▶ What to do
Can you copy the material, starting at the line that contains "Set-play tagging: locate each instance of the chair" and continuing through the end, with each "wooden" replaced by "timber" and nothing else changed?

▶ A few records
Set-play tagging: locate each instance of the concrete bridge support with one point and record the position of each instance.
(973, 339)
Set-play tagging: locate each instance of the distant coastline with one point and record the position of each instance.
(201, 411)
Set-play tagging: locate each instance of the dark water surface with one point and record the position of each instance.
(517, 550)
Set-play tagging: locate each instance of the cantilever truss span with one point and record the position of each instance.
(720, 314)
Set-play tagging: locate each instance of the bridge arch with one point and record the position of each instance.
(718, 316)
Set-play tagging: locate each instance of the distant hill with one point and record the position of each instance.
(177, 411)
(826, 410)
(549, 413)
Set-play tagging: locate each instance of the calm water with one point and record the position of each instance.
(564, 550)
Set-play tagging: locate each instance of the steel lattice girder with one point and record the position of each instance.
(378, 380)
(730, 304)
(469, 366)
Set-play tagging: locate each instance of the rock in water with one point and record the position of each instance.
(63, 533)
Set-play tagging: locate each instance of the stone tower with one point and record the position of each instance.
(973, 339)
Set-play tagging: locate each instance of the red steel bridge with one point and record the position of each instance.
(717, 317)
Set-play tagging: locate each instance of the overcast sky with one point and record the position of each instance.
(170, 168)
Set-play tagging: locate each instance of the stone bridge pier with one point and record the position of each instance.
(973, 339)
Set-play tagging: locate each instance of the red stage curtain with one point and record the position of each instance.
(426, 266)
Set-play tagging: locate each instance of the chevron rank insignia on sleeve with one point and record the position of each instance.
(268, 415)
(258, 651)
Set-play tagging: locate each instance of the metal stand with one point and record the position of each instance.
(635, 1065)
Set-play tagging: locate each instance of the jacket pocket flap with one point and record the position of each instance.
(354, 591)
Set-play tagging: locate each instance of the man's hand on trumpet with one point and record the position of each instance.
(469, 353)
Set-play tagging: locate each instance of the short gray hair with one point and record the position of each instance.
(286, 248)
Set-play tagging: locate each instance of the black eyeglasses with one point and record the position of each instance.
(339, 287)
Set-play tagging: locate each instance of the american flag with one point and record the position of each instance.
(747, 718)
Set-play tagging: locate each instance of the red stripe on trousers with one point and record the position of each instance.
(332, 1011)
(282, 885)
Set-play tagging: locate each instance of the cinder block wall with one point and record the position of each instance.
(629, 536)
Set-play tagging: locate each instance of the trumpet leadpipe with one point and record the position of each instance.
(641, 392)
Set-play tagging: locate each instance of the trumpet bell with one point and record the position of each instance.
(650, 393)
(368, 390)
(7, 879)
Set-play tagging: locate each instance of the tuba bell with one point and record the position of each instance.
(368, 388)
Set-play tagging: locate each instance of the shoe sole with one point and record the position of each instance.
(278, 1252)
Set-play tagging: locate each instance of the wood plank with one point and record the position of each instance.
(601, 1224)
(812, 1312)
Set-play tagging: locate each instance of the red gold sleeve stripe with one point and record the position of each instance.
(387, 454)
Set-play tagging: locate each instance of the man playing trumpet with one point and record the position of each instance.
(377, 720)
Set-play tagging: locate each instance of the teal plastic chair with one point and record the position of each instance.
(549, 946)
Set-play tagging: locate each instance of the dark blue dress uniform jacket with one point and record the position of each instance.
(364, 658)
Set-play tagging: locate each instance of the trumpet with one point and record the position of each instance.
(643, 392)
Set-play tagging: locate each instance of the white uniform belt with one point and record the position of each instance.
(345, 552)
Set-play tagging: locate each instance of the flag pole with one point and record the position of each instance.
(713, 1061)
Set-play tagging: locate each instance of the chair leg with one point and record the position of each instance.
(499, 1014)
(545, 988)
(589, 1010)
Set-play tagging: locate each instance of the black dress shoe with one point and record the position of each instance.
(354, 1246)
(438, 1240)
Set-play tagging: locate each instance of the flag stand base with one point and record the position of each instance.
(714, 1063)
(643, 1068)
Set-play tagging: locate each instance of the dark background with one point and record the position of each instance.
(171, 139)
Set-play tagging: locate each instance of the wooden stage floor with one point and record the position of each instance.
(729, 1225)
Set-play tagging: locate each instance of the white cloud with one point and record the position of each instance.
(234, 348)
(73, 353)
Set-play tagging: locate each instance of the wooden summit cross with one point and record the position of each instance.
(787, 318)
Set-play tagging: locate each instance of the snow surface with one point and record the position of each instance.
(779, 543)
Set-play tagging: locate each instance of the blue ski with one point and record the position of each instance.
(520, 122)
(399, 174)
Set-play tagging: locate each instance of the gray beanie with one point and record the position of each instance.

▶ Full output
Set-play tagging: locate each instance of the chair leg with one point and record the position of each instance.
(499, 1014)
(545, 988)
(589, 1010)
Set-play tagging: locate each instance of the black dress shoe with one point and record the position of each instance.
(354, 1246)
(438, 1240)
Set-play tagging: locate each instance of the flag stand base with one point and record the position of each instance.
(714, 1063)
(643, 1068)
Set-play tagging: locate each instance of the dark background with one point and record the position of each instance.
(171, 139)
Set-play tagging: locate each instance of the timber stage floor with one point and record the position of each instance.
(729, 1225)
Set-play tagging: locate each instance of the white cloud with one point and record the position of each instance.
(234, 348)
(73, 353)
Set-play tagging: locate each instance of the timber summit cross with one point and record the position of each instance.
(787, 318)
Set-play tagging: locate each instance of the snow surface with one point and record the position of each instance.
(779, 543)
Set-play tagging: locate each instance of the blue ski with one point and record the position of each instance.
(520, 122)
(399, 174)
Set-play tagging: locate each instance of the gray beanie with one point and record the position of each instance.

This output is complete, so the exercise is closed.